### Exercise details
Show each line of the items below that contains the word "person", copied in full.

### Data listing
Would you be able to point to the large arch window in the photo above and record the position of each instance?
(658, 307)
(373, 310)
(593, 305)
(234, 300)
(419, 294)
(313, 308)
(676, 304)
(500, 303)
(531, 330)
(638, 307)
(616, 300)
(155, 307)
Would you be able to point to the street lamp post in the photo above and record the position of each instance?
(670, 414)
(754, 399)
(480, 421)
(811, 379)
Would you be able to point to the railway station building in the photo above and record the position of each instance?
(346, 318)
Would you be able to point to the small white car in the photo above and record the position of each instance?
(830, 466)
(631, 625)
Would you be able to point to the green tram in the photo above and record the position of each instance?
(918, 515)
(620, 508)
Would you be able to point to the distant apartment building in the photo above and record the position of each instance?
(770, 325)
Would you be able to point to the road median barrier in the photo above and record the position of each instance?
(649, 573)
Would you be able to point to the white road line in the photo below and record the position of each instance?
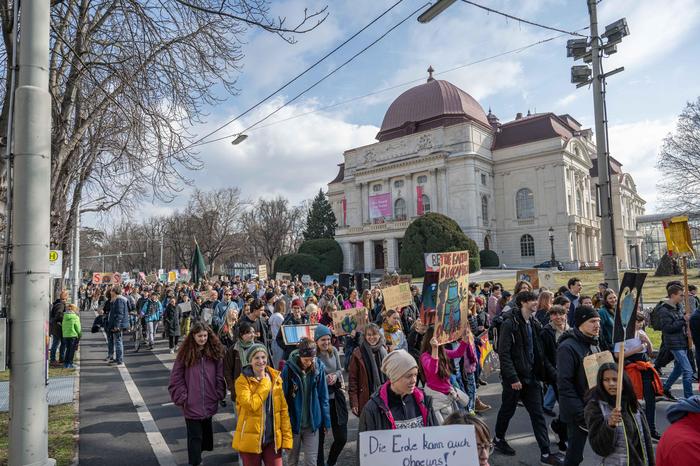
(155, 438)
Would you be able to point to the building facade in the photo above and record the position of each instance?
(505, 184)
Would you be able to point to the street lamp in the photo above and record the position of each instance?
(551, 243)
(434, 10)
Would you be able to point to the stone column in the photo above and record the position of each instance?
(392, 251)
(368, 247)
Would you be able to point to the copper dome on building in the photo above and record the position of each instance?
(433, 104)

--

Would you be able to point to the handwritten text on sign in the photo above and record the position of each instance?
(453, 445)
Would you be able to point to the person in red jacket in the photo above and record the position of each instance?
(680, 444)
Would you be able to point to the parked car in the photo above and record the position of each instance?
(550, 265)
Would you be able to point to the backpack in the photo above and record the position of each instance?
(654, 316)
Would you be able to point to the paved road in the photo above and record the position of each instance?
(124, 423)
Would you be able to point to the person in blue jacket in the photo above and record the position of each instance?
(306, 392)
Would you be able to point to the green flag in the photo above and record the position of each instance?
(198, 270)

--

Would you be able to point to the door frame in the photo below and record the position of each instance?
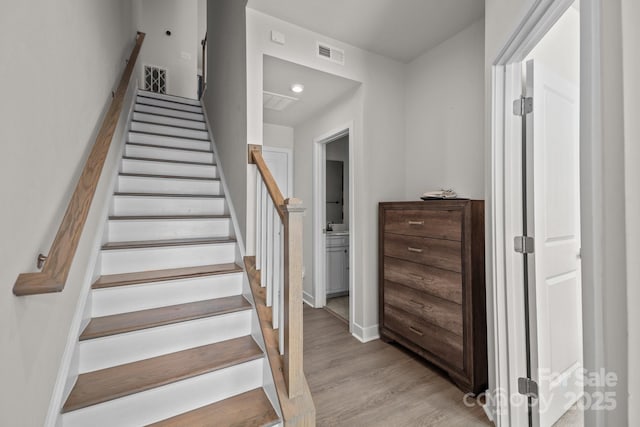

### Result of the task
Would you be able to point to the person in red jacket in the photo above and record the position of each instance?
Would you be able to point to the person in blue jacket in the photo above and record the position of each instance?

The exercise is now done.